#### [Data for the task]
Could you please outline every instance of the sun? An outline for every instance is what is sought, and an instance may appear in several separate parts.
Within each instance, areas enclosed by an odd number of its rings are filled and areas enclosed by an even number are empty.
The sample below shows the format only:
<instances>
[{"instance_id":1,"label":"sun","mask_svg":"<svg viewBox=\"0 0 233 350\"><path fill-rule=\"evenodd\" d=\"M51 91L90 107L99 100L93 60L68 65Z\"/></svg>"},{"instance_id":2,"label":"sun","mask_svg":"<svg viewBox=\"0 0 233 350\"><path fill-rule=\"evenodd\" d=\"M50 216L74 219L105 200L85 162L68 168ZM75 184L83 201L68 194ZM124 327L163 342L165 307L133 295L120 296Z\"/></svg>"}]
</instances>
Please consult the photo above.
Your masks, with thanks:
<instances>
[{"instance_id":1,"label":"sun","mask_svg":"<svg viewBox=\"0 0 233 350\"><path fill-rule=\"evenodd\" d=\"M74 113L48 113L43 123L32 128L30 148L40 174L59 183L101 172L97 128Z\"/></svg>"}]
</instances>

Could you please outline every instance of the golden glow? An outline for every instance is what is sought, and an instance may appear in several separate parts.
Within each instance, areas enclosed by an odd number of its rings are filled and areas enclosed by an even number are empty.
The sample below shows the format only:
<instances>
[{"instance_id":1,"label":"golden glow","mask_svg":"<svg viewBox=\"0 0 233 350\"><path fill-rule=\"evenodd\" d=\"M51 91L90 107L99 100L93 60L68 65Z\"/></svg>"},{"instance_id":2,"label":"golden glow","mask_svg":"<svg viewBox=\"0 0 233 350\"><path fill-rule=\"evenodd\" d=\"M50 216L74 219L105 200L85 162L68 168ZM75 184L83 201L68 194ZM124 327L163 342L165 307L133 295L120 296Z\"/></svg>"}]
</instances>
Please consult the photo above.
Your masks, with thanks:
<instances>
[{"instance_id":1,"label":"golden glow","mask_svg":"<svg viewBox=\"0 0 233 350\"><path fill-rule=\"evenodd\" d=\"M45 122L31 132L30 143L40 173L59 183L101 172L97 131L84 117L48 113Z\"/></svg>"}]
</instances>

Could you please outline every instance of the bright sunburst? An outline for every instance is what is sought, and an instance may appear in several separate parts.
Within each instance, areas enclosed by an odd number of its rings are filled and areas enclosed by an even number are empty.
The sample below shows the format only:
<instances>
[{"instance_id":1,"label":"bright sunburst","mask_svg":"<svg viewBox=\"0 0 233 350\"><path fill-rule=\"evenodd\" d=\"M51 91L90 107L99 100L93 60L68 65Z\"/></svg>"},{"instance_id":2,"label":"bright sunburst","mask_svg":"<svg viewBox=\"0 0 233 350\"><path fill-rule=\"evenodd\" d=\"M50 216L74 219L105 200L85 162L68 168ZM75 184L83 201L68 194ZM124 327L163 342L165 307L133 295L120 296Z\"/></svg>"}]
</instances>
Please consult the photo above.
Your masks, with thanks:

#### [Your instructions]
Transcribe the data word for word.

#### [Problem solution]
Could you please outline every instance of the sun? An outline for every instance is what is sought, and an instance may appear in several separate parts.
Within each instance, areas enclosed by an odd number of its rings are filled and areas enclosed by an even number are empty.
The sample below shows the format only:
<instances>
[{"instance_id":1,"label":"sun","mask_svg":"<svg viewBox=\"0 0 233 350\"><path fill-rule=\"evenodd\" d=\"M51 91L90 107L99 100L93 60L68 65Z\"/></svg>"},{"instance_id":2,"label":"sun","mask_svg":"<svg viewBox=\"0 0 233 350\"><path fill-rule=\"evenodd\" d=\"M50 216L74 219L105 200L85 162L68 168ZM75 184L83 201L68 194ZM124 327L163 342L165 307L133 295L120 296Z\"/></svg>"}]
</instances>
Please consult the photo above.
Your masks, with thanks:
<instances>
[{"instance_id":1,"label":"sun","mask_svg":"<svg viewBox=\"0 0 233 350\"><path fill-rule=\"evenodd\" d=\"M74 113L48 113L43 123L32 128L30 148L40 174L59 183L101 172L97 128Z\"/></svg>"}]
</instances>

Could you please outline every instance of the golden glow? An outline for every instance is what is sought, and an instance may appear in several separate parts.
Within each instance, areas enclosed by an odd number of its rings are filled and areas enclosed by an even number are empty.
The sample below shows the format only:
<instances>
[{"instance_id":1,"label":"golden glow","mask_svg":"<svg viewBox=\"0 0 233 350\"><path fill-rule=\"evenodd\" d=\"M51 91L90 107L99 100L93 60L68 65Z\"/></svg>"},{"instance_id":2,"label":"golden glow","mask_svg":"<svg viewBox=\"0 0 233 350\"><path fill-rule=\"evenodd\" d=\"M50 216L74 219L105 200L85 162L68 168ZM75 184L83 201L68 194ZM124 327L163 342L165 307L133 295L120 296Z\"/></svg>"}]
</instances>
Please consult the photo above.
Your masks, with thanks:
<instances>
[{"instance_id":1,"label":"golden glow","mask_svg":"<svg viewBox=\"0 0 233 350\"><path fill-rule=\"evenodd\" d=\"M45 122L31 132L30 143L40 173L59 183L101 172L97 131L84 117L48 113Z\"/></svg>"}]
</instances>

Could you please outline every instance of the bright sunburst? An outline for every instance is what is sought, and an instance may appear in several separate parts.
Within each instance, areas enclosed by an odd number of its rings are filled and areas enclosed by an even number are empty.
The sample below shows the format only:
<instances>
[{"instance_id":1,"label":"bright sunburst","mask_svg":"<svg viewBox=\"0 0 233 350\"><path fill-rule=\"evenodd\" d=\"M51 91L90 107L99 100L93 60L68 65Z\"/></svg>"},{"instance_id":2,"label":"bright sunburst","mask_svg":"<svg viewBox=\"0 0 233 350\"><path fill-rule=\"evenodd\" d=\"M50 216L74 219L105 200L85 162L68 168ZM75 184L83 201L68 194ZM124 327L163 342L165 307L133 295L120 296Z\"/></svg>"}]
</instances>
Please consult the photo above.
Your masks, with thanks:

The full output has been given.